--- What you are asked to do ---
What is needed here is an exact repetition of the records below, beginning at the line that has "point(205, 197)" and stopping after the line that has "point(344, 115)".

____________________

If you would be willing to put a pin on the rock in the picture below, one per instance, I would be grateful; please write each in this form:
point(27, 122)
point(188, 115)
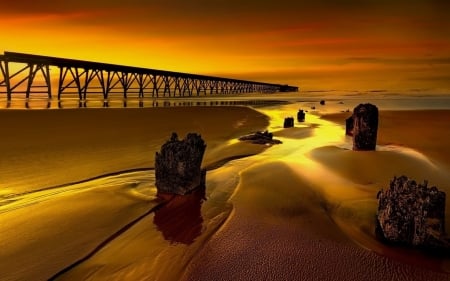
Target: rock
point(349, 126)
point(301, 116)
point(288, 122)
point(260, 138)
point(412, 214)
point(365, 127)
point(178, 165)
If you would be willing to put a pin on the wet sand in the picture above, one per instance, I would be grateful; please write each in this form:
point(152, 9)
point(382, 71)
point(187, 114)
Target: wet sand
point(291, 222)
point(302, 210)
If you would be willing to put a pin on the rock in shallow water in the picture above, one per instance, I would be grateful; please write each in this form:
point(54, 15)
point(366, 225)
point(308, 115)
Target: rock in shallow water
point(412, 214)
point(288, 122)
point(365, 127)
point(260, 138)
point(178, 165)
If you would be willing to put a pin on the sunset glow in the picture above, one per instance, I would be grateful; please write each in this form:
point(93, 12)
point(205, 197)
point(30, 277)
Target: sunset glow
point(351, 46)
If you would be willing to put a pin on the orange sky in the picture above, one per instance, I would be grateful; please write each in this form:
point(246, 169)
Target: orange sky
point(343, 45)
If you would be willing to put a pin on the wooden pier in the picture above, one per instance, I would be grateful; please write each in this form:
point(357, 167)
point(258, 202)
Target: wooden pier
point(32, 74)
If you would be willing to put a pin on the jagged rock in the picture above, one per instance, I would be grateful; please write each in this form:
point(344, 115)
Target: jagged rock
point(288, 122)
point(260, 138)
point(365, 127)
point(412, 214)
point(349, 126)
point(178, 165)
point(301, 116)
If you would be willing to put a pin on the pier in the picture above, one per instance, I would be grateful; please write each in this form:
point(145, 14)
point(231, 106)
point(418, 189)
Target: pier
point(27, 75)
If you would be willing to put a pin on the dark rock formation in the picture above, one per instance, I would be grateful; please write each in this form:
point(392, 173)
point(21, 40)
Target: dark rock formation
point(178, 165)
point(365, 127)
point(288, 122)
point(260, 138)
point(301, 116)
point(411, 214)
point(349, 126)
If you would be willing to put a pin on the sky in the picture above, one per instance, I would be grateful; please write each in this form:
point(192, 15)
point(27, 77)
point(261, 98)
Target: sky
point(316, 45)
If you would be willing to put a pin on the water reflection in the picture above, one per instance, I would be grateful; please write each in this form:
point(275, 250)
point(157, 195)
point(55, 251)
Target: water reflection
point(180, 220)
point(45, 103)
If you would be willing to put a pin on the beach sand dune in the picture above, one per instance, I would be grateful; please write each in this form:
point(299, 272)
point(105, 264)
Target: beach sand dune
point(302, 210)
point(281, 231)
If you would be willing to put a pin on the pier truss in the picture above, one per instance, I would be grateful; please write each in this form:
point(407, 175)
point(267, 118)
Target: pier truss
point(26, 75)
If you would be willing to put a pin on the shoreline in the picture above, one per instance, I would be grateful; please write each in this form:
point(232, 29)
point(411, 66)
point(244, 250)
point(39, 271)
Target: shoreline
point(269, 215)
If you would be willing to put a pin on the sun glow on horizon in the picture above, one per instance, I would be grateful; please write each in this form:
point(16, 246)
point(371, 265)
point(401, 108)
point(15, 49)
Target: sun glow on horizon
point(375, 50)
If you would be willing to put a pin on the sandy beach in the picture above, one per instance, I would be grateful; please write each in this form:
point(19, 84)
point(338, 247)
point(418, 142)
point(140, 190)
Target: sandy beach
point(77, 197)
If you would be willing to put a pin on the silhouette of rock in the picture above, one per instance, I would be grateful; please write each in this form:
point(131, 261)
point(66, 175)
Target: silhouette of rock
point(411, 214)
point(180, 219)
point(288, 122)
point(365, 127)
point(178, 165)
point(349, 126)
point(260, 138)
point(301, 116)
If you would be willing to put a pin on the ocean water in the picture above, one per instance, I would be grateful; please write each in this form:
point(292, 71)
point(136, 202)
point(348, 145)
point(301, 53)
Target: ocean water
point(32, 221)
point(335, 101)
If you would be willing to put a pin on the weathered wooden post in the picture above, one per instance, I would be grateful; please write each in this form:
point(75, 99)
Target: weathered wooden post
point(411, 214)
point(178, 165)
point(349, 126)
point(288, 122)
point(301, 116)
point(365, 127)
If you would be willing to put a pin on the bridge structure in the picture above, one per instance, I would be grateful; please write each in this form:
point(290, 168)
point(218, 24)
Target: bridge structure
point(32, 75)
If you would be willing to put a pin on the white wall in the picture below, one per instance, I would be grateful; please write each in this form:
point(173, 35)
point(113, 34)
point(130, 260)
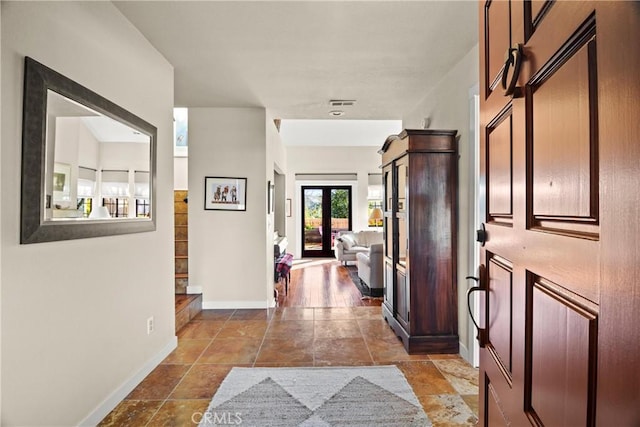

____________________

--- Your response ---
point(205, 197)
point(30, 277)
Target: sunset glow
point(351, 46)
If you would be willing to put a pin on the orange sky in the picture above, one per instance, I would be grateful; please write each in this form:
point(246, 169)
Target: orange sky
point(343, 45)
If you would be willing to put a pin on the wooden pier in the picture above, one per instance, I would be grateful; please write each in this form:
point(357, 167)
point(258, 202)
Target: wooden pier
point(32, 74)
If you would be willing to put a pin on the jagged rock in the picture above, one per instance, I would be grateful; please write each in this form:
point(344, 115)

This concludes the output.